**Exercise prompt**
Pick out each line in the entries below that contains the word "foliage" and copy it in full.

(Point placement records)
- - - - - - -

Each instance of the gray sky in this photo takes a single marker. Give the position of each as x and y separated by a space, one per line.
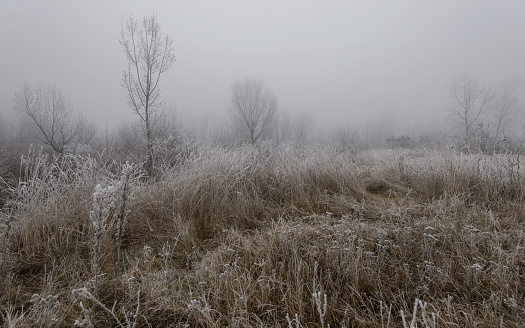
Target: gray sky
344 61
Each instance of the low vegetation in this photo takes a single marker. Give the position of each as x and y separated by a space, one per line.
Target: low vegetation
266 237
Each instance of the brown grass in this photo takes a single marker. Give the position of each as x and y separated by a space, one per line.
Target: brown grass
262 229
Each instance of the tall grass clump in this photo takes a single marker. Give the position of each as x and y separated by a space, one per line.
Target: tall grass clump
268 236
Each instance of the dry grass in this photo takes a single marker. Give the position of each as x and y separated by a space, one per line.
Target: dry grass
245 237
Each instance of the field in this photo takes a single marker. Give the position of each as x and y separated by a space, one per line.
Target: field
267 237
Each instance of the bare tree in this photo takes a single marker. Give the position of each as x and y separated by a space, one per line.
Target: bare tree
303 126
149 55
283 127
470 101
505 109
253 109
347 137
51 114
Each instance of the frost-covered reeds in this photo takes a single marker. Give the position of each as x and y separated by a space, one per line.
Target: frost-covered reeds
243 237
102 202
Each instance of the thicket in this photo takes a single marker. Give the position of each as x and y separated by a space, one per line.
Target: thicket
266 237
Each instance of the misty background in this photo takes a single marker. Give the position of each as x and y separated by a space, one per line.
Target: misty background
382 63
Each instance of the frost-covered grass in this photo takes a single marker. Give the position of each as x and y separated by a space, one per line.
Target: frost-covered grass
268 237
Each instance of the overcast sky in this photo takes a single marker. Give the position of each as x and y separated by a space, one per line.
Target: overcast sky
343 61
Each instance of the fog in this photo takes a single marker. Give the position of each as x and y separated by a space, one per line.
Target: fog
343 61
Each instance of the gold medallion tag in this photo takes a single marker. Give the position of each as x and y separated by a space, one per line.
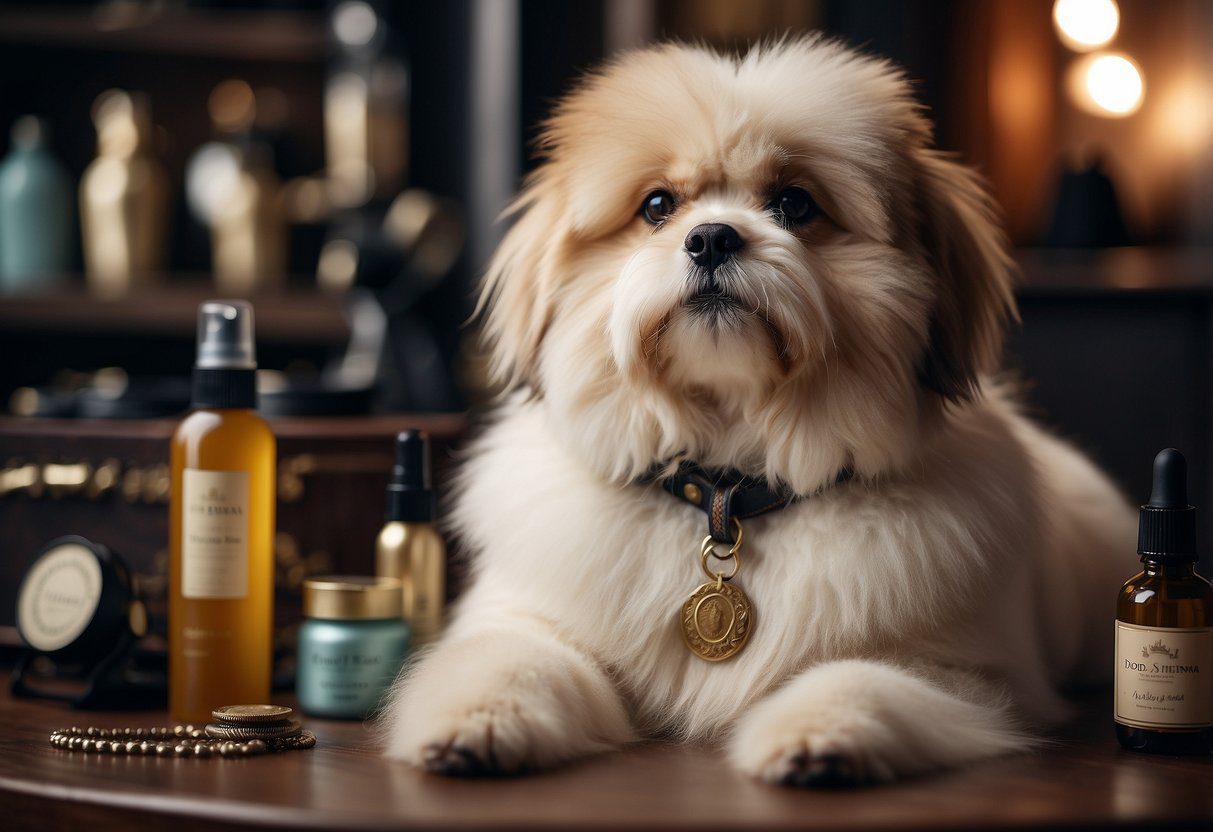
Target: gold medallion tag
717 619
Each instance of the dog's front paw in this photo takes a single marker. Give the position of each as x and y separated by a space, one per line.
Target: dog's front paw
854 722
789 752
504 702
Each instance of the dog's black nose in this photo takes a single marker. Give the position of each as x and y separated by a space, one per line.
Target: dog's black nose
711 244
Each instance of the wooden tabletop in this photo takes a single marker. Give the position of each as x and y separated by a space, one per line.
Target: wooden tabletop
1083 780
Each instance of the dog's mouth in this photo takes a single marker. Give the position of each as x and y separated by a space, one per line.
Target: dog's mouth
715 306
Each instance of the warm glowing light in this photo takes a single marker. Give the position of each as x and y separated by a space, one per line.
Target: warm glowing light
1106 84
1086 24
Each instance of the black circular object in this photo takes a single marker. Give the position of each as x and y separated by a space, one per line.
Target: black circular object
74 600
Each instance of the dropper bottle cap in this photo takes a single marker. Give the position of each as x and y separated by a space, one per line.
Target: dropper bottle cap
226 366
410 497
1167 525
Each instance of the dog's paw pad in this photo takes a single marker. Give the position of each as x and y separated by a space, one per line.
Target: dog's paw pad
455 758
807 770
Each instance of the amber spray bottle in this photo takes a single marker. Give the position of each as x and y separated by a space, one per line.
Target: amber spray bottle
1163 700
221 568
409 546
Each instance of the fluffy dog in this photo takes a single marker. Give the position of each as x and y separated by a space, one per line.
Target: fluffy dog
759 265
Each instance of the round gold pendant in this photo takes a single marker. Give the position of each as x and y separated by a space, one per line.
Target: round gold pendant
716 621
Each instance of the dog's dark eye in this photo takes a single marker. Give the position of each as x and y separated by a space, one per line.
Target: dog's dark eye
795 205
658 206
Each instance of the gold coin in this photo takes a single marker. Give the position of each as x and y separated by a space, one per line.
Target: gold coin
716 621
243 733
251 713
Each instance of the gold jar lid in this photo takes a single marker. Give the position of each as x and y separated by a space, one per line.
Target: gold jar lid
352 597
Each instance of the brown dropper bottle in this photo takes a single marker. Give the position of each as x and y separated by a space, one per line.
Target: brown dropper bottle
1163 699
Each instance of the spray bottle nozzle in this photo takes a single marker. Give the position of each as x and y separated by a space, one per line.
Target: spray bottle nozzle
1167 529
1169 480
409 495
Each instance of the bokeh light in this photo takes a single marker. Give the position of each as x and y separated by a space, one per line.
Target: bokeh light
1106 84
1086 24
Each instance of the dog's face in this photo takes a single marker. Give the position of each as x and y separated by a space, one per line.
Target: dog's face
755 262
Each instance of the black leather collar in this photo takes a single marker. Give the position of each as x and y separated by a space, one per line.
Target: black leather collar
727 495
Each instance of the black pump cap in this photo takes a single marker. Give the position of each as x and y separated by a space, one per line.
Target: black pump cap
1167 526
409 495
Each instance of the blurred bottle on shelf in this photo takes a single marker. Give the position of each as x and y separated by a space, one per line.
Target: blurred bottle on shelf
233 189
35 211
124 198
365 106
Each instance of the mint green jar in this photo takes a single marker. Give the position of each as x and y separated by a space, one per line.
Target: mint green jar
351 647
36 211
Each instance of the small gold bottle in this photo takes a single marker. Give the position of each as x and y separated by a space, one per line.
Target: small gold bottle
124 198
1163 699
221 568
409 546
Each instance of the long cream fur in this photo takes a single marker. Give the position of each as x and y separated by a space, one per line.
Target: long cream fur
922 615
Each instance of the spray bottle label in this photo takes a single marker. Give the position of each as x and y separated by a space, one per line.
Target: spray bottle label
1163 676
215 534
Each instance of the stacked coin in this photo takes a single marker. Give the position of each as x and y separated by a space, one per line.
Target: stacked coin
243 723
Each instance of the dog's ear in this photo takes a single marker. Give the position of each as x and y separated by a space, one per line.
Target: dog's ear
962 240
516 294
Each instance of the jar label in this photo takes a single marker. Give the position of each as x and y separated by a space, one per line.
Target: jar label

- - - - - - -

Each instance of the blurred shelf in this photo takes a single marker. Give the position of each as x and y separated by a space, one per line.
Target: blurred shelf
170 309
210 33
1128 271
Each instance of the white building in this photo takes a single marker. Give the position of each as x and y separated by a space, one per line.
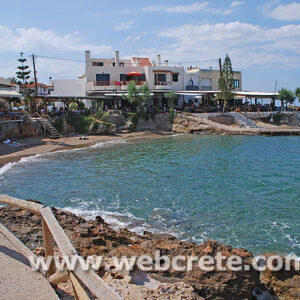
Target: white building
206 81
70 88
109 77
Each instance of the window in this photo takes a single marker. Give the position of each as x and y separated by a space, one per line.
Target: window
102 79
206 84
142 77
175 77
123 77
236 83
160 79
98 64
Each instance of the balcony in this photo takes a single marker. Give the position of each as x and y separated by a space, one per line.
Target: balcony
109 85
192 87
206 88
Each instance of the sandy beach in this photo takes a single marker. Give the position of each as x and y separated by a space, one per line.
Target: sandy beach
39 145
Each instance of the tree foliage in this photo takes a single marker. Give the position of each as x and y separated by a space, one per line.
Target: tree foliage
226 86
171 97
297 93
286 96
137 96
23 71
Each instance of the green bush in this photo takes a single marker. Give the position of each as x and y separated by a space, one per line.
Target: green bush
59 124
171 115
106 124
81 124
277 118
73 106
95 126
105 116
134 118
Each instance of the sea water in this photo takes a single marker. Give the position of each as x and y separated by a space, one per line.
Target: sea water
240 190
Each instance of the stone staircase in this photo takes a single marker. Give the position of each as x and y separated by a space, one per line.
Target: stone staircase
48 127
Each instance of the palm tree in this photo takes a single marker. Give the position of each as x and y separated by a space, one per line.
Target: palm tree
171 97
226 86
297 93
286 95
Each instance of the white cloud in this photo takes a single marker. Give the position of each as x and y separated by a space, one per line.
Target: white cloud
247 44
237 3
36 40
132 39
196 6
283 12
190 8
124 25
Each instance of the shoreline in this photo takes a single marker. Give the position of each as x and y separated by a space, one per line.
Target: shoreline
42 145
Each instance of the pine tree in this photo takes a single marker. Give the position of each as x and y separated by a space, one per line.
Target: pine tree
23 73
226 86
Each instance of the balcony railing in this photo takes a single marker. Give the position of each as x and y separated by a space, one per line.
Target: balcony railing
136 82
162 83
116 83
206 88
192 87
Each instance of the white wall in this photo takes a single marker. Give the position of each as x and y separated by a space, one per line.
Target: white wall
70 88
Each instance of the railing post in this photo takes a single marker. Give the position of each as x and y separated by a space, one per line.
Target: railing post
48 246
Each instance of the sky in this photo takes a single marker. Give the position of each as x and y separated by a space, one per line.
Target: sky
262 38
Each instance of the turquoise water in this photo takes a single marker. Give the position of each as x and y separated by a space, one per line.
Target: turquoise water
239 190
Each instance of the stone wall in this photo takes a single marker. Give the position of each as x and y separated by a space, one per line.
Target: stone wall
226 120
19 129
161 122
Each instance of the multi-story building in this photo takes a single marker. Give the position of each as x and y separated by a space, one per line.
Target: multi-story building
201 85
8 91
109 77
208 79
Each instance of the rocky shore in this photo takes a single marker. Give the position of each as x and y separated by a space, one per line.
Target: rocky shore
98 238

- - - - - - -

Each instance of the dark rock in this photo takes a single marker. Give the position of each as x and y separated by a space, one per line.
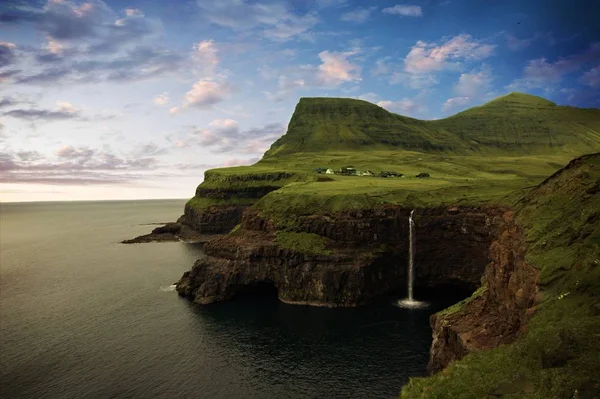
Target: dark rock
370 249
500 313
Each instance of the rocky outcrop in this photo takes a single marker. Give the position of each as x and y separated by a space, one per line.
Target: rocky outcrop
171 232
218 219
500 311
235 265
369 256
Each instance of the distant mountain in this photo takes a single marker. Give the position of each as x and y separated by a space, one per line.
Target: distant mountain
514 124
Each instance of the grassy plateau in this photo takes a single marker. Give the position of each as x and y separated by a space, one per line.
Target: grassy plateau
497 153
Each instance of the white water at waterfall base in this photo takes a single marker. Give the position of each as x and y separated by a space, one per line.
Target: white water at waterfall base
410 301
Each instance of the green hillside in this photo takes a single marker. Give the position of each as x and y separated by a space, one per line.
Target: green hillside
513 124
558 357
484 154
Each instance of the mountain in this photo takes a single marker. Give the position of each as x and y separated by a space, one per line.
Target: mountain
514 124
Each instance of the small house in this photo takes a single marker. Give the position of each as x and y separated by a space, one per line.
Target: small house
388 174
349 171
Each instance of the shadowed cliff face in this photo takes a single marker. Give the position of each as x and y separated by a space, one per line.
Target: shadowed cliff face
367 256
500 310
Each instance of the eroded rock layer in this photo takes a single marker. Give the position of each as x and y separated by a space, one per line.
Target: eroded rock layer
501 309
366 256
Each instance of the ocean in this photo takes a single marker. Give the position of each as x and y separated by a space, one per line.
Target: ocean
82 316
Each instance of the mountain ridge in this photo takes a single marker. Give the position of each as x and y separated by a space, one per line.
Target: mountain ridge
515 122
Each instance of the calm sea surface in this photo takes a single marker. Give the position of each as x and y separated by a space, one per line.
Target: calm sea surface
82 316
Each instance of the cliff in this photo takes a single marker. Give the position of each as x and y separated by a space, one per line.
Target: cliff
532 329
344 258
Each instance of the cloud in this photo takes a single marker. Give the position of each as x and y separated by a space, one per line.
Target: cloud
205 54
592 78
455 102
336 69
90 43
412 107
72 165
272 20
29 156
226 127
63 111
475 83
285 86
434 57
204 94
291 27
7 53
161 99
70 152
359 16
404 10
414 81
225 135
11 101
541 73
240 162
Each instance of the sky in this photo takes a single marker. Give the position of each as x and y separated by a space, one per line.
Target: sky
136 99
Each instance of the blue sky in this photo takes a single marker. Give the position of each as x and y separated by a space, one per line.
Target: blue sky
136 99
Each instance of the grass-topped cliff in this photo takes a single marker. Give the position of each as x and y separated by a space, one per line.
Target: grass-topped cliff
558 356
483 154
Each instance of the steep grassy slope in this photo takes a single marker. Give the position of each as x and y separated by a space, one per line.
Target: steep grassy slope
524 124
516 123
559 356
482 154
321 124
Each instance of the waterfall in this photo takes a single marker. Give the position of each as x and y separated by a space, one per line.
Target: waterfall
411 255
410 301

- - - - - - -

**Exercise response**
Each instance of the tree foliage in this photo takes a single marker. Give the position of each as x and y separated by a space, one per line.
Target: tree foliage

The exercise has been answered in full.